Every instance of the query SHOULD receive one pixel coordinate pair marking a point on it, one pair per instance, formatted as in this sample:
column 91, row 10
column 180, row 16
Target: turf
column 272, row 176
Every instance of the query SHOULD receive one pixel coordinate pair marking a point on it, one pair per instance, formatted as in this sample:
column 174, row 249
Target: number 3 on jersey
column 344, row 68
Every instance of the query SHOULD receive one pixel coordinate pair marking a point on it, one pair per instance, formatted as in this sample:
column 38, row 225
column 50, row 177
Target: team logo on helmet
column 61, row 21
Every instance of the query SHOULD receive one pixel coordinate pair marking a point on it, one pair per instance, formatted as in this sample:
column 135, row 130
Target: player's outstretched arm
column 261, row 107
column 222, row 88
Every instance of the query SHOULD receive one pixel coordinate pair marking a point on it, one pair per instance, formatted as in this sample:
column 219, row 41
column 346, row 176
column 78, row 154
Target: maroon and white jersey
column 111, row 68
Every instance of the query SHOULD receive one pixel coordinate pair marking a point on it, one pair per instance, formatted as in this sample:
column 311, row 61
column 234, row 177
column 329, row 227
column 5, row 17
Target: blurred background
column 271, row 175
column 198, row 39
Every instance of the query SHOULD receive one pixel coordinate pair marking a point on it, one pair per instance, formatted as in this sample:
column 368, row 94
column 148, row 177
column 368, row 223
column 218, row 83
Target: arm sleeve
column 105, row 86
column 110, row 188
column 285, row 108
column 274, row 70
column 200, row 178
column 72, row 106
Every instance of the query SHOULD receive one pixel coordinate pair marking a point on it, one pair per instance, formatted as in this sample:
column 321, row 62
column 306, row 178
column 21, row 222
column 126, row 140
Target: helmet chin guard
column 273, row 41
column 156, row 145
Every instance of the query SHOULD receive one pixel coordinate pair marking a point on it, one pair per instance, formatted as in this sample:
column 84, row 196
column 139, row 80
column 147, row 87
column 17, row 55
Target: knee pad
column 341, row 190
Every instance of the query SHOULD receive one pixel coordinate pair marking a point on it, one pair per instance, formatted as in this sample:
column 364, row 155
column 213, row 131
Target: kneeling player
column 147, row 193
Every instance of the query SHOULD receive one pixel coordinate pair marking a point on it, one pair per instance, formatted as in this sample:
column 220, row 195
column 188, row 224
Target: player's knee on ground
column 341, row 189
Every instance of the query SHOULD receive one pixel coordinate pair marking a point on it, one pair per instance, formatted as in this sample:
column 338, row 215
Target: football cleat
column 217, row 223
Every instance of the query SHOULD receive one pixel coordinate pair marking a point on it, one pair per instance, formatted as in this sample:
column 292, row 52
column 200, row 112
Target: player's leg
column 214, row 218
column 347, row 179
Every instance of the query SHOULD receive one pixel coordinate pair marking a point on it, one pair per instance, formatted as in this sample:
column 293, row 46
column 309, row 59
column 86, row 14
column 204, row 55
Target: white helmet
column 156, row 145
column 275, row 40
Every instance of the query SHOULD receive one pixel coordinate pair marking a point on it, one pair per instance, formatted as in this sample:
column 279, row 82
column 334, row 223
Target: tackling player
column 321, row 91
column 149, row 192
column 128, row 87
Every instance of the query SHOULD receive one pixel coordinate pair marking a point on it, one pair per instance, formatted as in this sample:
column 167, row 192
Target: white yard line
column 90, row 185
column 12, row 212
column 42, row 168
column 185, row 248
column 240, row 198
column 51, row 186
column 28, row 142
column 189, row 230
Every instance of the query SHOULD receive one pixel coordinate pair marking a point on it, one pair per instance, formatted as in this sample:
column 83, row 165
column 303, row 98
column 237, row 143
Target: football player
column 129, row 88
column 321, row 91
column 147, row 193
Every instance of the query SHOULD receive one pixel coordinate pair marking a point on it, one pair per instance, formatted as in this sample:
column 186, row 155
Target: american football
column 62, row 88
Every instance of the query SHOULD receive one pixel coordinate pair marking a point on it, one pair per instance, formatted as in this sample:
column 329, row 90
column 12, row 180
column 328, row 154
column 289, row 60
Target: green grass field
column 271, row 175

= = = =

*Exercise instructions*.
Word for word, restate the lines above.

*Answer space*.
Every instance of the query SHOULD receive one pixel coordinate pair marking a point on it, one pair per instance, formatted as in this sample:
column 91, row 10
column 180, row 16
Target: turf
column 272, row 176
Every instance of the query SHOULD receive one pixel coordinate pair marking a point on it, one pair per instance, formatted as in this sample:
column 174, row 249
Target: number 3 on jersey
column 344, row 68
Every instance of the query SHOULD receive one pixel coordinate pair marking a point on it, one pair per instance, formatted as in this sample:
column 38, row 225
column 50, row 177
Target: team logo on helmet
column 61, row 21
Every instance of the query SHOULD receive one pixel coordinate pair marking a point on it, one pair per instance, formatted as in this sample:
column 135, row 130
Target: player's outstretched arm
column 261, row 107
column 222, row 88
Every instance of the query SHOULD receive one pixel coordinate pair marking a point on it, one pair per instance, formatted as in this sample:
column 219, row 41
column 346, row 176
column 78, row 154
Target: maroon and white jersey
column 111, row 68
Every instance of the query SHOULD receive one pixel coordinate pair marking a point on it, one pair per instance, formatted as in this sample:
column 311, row 61
column 234, row 177
column 329, row 227
column 5, row 17
Target: blurred background
column 271, row 175
column 198, row 39
Every instance of the query SHOULD receive one pixel coordinate pair marking a point on it, one pair per instance, formatted as in this sample:
column 368, row 94
column 148, row 177
column 368, row 223
column 218, row 83
Target: arm sleeve
column 105, row 86
column 110, row 188
column 285, row 108
column 274, row 70
column 200, row 178
column 72, row 106
Every instance of the query SHOULD receive one pixel coordinate pair marking a point on it, one pair per instance, formatted as in this sample:
column 321, row 62
column 306, row 178
column 21, row 222
column 126, row 140
Target: helmet chin guard
column 273, row 41
column 156, row 145
Every instance of the query SHOULD receive one pixel coordinate pair marking a point on it, one pair per instance, formatted as in this sample:
column 84, row 196
column 139, row 80
column 147, row 87
column 17, row 55
Target: knee pad
column 341, row 190
Every instance of the query SHOULD receive one pixel coordinate pair marking a point on it, one pair per instance, formatted as in this sample:
column 364, row 155
column 213, row 131
Target: kneeling player
column 147, row 193
Every instance of the query SHOULD receive one pixel coordinate pair marking a point on it, one pair per instance, formatted as in this sample:
column 220, row 195
column 188, row 224
Target: player's knee on ground
column 341, row 189
Every instance of the query SHOULD receive one pixel coordinate pair marking a point on it, one pair per instance, formatted as in this sample:
column 338, row 215
Target: football cleat
column 217, row 223
Every instance of the query SHOULD receive one pixel coordinate pair marking a point on it, one pair per instance, formatted as in this sample:
column 292, row 52
column 200, row 112
Target: player's leg
column 214, row 218
column 347, row 179
Every instance of the query SHOULD receive one pixel coordinate pair marking a point on it, one pair per instance, formatted as in this sample:
column 293, row 46
column 309, row 59
column 86, row 14
column 204, row 55
Target: white helmet
column 156, row 145
column 275, row 40
Every instance of the query SHOULD receive one pixel coordinate pair marking a point on it, one pair per instance, formatted as in this sample:
column 279, row 82
column 334, row 223
Target: tackling player
column 321, row 91
column 149, row 192
column 128, row 87
Every instance of the query SHOULD receive one pixel coordinate pair marking a point on it, one pair per instance, formatted as in this sample:
column 167, row 192
Target: white yard line
column 90, row 185
column 12, row 212
column 42, row 168
column 185, row 248
column 240, row 198
column 51, row 186
column 28, row 142
column 189, row 230
Every instance of the query SHOULD receive one pixel coordinate pair marking a point on it, one pair per instance, formatted as in this sample:
column 83, row 165
column 303, row 98
column 237, row 143
Target: football player
column 129, row 88
column 321, row 91
column 147, row 193
Every instance of the query SHOULD receive one pixel coordinate pair marking a point on it, one pair per instance, formatted as in this sample:
column 186, row 155
Target: american football
column 62, row 88
Every instance of the query SHOULD receive one pixel coordinate pair marking a point on it, one pair per instance, formatted as in this sample:
column 329, row 90
column 12, row 180
column 328, row 154
column 289, row 60
Target: green grass field
column 271, row 175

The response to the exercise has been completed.